◆ Work task ◆
Would you retype the whole listing verbatim, keeping pictures out of it?

◆ Material for this task ◆

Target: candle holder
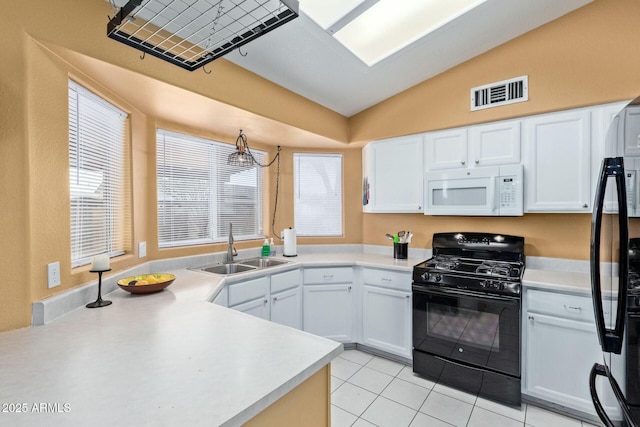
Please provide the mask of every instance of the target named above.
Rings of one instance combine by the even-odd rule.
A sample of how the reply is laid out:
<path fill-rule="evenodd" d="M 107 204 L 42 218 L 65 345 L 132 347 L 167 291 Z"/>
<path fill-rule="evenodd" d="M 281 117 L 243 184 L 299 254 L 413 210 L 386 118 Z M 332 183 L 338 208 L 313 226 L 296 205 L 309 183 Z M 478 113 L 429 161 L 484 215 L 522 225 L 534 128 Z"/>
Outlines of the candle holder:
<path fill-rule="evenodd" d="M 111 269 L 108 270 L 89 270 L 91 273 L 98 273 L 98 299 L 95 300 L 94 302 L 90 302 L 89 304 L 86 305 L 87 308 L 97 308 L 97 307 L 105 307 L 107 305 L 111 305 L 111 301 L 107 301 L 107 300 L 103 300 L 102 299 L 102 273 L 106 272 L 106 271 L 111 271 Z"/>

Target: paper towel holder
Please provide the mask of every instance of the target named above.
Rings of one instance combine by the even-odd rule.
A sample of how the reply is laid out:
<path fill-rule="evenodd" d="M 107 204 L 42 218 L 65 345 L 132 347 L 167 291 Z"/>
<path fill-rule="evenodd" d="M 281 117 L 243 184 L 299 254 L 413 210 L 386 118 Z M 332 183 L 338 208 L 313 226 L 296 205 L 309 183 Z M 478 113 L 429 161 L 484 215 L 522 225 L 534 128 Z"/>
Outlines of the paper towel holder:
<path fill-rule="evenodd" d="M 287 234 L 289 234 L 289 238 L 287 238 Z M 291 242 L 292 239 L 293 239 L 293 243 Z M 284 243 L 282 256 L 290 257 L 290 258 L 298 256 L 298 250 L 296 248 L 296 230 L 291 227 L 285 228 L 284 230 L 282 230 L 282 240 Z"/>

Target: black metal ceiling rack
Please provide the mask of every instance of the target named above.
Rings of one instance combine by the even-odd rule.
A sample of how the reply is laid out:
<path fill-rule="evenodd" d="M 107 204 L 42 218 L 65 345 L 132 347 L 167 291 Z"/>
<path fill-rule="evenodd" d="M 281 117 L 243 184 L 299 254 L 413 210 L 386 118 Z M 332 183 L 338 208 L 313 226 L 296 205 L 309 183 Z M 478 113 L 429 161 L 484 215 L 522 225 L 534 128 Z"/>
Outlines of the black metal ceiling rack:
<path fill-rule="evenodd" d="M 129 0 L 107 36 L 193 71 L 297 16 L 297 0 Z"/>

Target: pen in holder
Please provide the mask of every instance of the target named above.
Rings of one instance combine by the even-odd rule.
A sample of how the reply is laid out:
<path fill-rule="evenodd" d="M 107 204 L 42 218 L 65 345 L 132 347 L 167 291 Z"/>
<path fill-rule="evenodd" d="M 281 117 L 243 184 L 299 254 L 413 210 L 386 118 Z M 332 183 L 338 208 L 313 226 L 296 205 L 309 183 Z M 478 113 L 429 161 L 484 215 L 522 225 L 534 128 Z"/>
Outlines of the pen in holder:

◆ Written answer ◆
Target: candle holder
Please provide the mask of every instance of the target named above.
Rings of one instance combine by the even-odd rule.
A sample of how the reply is laid out:
<path fill-rule="evenodd" d="M 107 204 L 42 218 L 65 345 L 132 347 L 167 291 Z"/>
<path fill-rule="evenodd" d="M 281 117 L 243 184 L 299 254 L 413 210 L 386 118 Z M 332 183 L 338 208 L 313 226 L 296 205 L 309 183 Z M 478 113 L 429 161 L 484 215 L 522 225 L 534 128 Z"/>
Outlines of the candle holder:
<path fill-rule="evenodd" d="M 111 269 L 108 270 L 89 270 L 91 273 L 98 273 L 98 299 L 95 300 L 94 302 L 90 302 L 89 304 L 86 305 L 87 308 L 97 308 L 97 307 L 105 307 L 107 305 L 111 305 L 111 301 L 107 301 L 107 300 L 103 300 L 102 299 L 102 273 L 106 272 L 106 271 L 111 271 Z"/>

Target: paper towel holder
Please provide the mask of every instance of the target named above.
Rings of one instance combine by the even-odd rule.
A sample of how the reply is laid out:
<path fill-rule="evenodd" d="M 107 204 L 42 218 L 65 345 L 132 347 L 167 291 Z"/>
<path fill-rule="evenodd" d="M 281 117 L 243 184 L 299 254 L 413 210 L 386 118 Z M 332 183 L 338 208 L 313 226 L 296 205 L 309 183 Z M 478 113 L 429 161 L 484 215 L 522 225 L 534 128 Z"/>
Outlines of the paper towel holder:
<path fill-rule="evenodd" d="M 287 234 L 289 234 L 289 238 L 287 238 Z M 291 242 L 292 239 L 293 239 L 293 243 Z M 284 243 L 282 256 L 290 257 L 290 258 L 298 256 L 298 250 L 296 248 L 296 230 L 291 227 L 285 228 L 284 230 L 282 230 L 282 240 Z"/>

Target: black metal ceiling rack
Please provide the mask of every instance of the target named above.
Rings of one instance combine by the even-odd rule.
A sample of how the reply is laid out:
<path fill-rule="evenodd" d="M 107 204 L 42 218 L 65 345 L 132 347 L 167 291 Z"/>
<path fill-rule="evenodd" d="M 281 117 L 243 184 L 299 254 L 413 210 L 386 118 Z M 332 183 L 338 208 L 313 226 L 296 205 L 309 183 Z M 478 113 L 429 161 L 484 215 L 522 225 L 534 128 Z"/>
Outlines of the black metal ceiling rack:
<path fill-rule="evenodd" d="M 129 0 L 107 36 L 193 71 L 297 16 L 297 0 Z"/>

Target: pen in holder
Please provide the mask of every instance of the target named above.
Rings of one instance combine by the even-odd rule.
A sample of how the reply is laid out:
<path fill-rule="evenodd" d="M 107 204 L 42 218 L 65 345 L 132 347 L 167 291 Z"/>
<path fill-rule="evenodd" d="M 281 117 L 243 184 L 299 254 L 413 210 L 386 118 Z M 332 183 L 338 208 L 313 226 L 296 205 L 309 183 Z M 478 113 L 429 161 L 484 215 L 522 225 L 534 128 Z"/>
Outlines of the pen in holder:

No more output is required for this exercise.